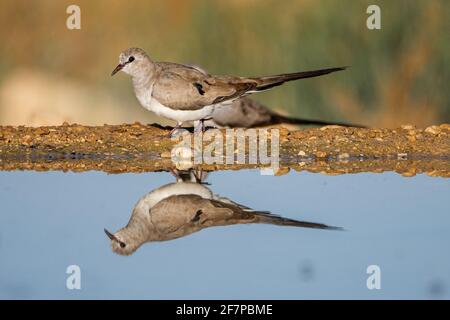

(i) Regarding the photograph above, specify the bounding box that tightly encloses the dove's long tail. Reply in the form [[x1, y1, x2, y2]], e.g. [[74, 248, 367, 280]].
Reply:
[[251, 67, 347, 92], [272, 114, 367, 128], [255, 212, 342, 230]]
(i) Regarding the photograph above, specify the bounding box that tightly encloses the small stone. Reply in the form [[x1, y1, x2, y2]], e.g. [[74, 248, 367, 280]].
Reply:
[[425, 126, 441, 135], [316, 151, 327, 159], [338, 153, 350, 160], [161, 151, 172, 158], [397, 153, 408, 160], [320, 124, 342, 131]]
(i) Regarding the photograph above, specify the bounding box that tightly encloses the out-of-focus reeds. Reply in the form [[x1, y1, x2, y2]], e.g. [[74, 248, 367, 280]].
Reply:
[[0, 0, 450, 127]]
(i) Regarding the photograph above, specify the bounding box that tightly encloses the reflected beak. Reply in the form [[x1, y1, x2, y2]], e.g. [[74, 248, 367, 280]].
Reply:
[[111, 63, 125, 76], [103, 229, 117, 240]]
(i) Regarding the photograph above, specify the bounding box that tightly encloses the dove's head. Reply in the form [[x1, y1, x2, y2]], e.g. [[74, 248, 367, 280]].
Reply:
[[111, 48, 152, 76], [105, 229, 142, 256]]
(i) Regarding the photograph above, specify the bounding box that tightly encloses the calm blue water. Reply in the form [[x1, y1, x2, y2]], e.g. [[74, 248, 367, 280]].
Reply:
[[0, 170, 450, 299]]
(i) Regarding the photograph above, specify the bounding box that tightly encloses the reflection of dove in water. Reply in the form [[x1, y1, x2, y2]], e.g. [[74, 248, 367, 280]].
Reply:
[[105, 170, 337, 255]]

- [What you need to do]:
Turn every line of the records above into a numbered list, one line per item. Skip the blank lines and leave the picture out.

- [Written response]:
1. (i) Regarding the photograph above, specify the bounding box that tightly encloses the dove's long tail. Reply in the form [[x1, y1, x2, y2]], e.g. [[74, 248, 367, 280]].
2. Reply:
3. [[251, 67, 347, 92], [272, 114, 367, 128], [255, 212, 342, 230]]
4. (i) Regarding the photograph above, specify the bounding box that tightly encloses the small stone. Reply in the form [[x1, y1, x2, y2]], e.g. [[74, 248, 367, 280]].
5. Reply:
6. [[425, 126, 441, 135], [316, 151, 327, 159], [338, 153, 350, 160], [161, 151, 172, 158], [397, 153, 408, 160], [320, 124, 342, 131]]
7. (i) Regarding the photograph above, specify the bounding box that tightly encloses the out-of-focus reeds. Reply in the form [[x1, y1, x2, y2]], e.g. [[74, 248, 367, 280]].
8. Reply:
9. [[0, 0, 450, 127]]
10. (i) Regarding the photograph above, specify the bounding box that tightly encloses the reflected beak. Reply in the form [[x1, y1, x2, y2]], e.g. [[74, 248, 367, 280]].
11. Reply:
12. [[111, 63, 125, 76], [103, 229, 117, 240]]
13. (i) Regarding the photograph above, specify the bounding box that tightly encloses the dove's head. Reply in the form [[x1, y1, x2, y2]], e.g. [[74, 248, 367, 280]].
14. Reply:
15. [[111, 48, 152, 76], [105, 229, 142, 256]]
16. (i) Regarding the photograph above, specify the bounding box that tightly encloses the calm blue water. Reply in the form [[x1, y1, x2, y2]], e.g. [[74, 248, 367, 280]].
17. Reply:
18. [[0, 170, 450, 299]]
19. (i) Regarding the photograph above, specify the bounding box that tightly encloses the reflection of dove in water. Reply in the form [[x1, y1, x2, y2]], e.g. [[74, 248, 367, 280]].
20. Reply:
21. [[105, 170, 337, 255]]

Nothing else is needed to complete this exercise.